Passage to read
┏━━
- Posted October 26, 2012 by
This iReport is part of an assignment:
Home and Away: Remembering the fallen
Korean War POW Comes Home
SOLDIER MISSING FROM KOREAN WAR IDENTIFIED
The Department of Defense POW/Missing Personnel Office announced today that the remains of a U.S. serviceman, missing from the Korean War, have been identified and will be returned to his family for burial with full military honors.
Army Cpl. Joseph W. Fontenot, 20, of Maurepas, La., will be buried Oct. 27 in Whitehall, La. In February 1951, Fontenot was assigned to the 2nd Infantry Division when he was captured by enemy forces near Saemal, South Korea. He reportedly died in June 1951, while in captivity at Camp 1 near Changsong, North Korea.
In 1954, United Nations and Communist Forces exchanged the remains of war dead in what came to be called “Operation Glory.” Among the remains that were turned over at that time were remains of servicemen who had died in Camp 1. All of the remains recovered in Operation Glory were turned over to the Army Central Identification Unit for analysis. Those which were unable to be identified with the technology at that time were interred as unknowns at the National Memorial Cemetery of the Pacific in Hawaii.
┗━━
Explore the material
**a)** According to the report on the Korean War soldier, where was Fontenot being held when he reportedly died?
**b)** Condense the paragraph of the Korean War soldier report that begins "In 1954, United Nations" into a short bulleted list that keeps its main facts.
**c)** Continue the report on the Korean War soldier from its last sentence.

Data for review
┏━━
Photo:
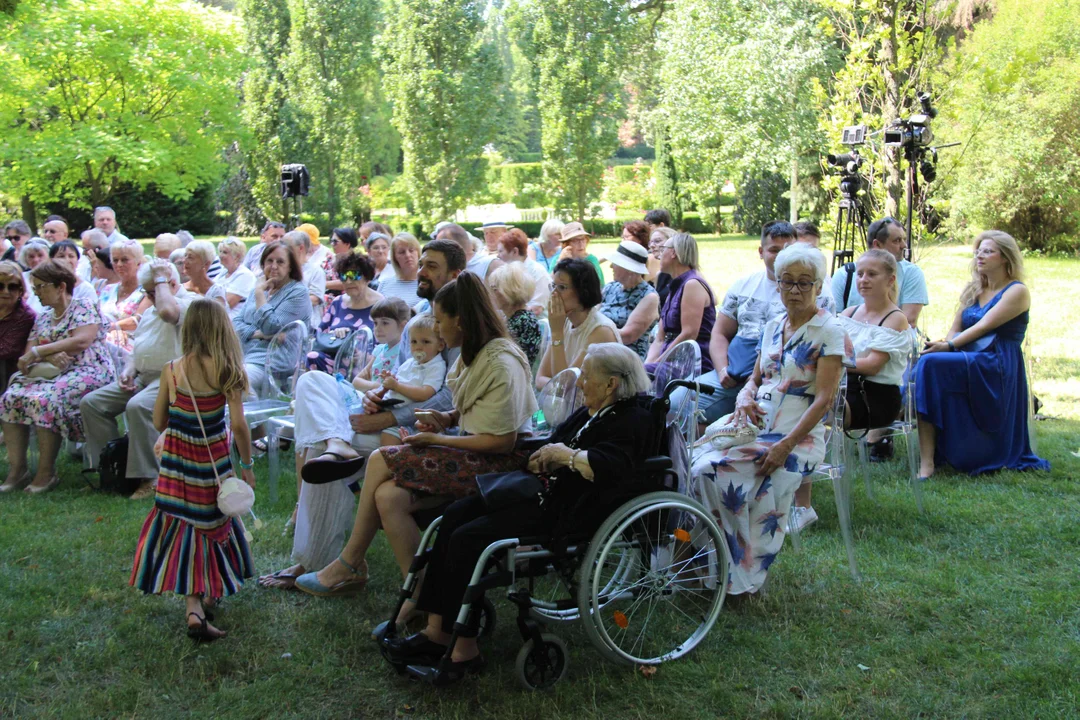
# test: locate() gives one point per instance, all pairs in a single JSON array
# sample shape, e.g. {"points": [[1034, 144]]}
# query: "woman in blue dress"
{"points": [[971, 389]]}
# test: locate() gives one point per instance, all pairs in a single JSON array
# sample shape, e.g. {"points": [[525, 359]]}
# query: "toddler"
{"points": [[418, 378]]}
┗━━
Results of the tasks
**a)** At Camp 1 near Changsong, North Korea.

**b)**
- In 1954, United Nations and Communist Forces exchanged the remains of war dead in "Operation Glory."
- These included remains of servicemen who had died in Camp 1.
- All remains recovered were sent to the Army Central Identification Unit for analysis.
- Those that could not be identified with the technology of the time were buried as unknowns at the National Memorial Cemetery of the Pacific in Hawaii.

**c)**
In 2010, analysts from the Joint POW/MIA Accounting Command (JPAC) re-examined the case records and determined that advances in technology could likely aid in the identification of the unknown remains as one of seven possible soldiers. Once the remains were exhumed, scientists from JPAC used circumstantial evidence and forensic identification tools, including dental records and radiographs, to identify Fontenot.
Today, more than 7,900 Americans remain unaccounted-for from the Korean War. Identifications continue to be made from the remains that were returned to the United States, using forensic and DNA technology.